(Source records)
# # # #
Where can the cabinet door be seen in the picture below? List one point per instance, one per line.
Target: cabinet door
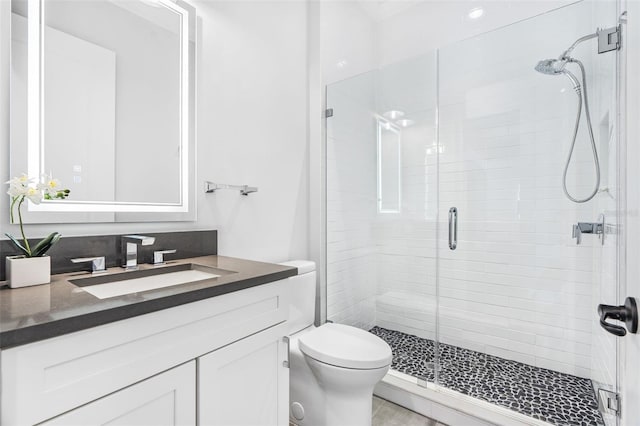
(164, 400)
(246, 383)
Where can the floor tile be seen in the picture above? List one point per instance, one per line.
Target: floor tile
(551, 396)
# # # #
Every entry, word for word: repeat it, but skip the images.

Where can the cabinet door be seen in the picture below? List one point per instance, one per line.
Target: cabinet door
(164, 400)
(246, 383)
Where can the floor tile be seen in the picture above? List one point per instance, one per line.
Target: floor tile
(551, 396)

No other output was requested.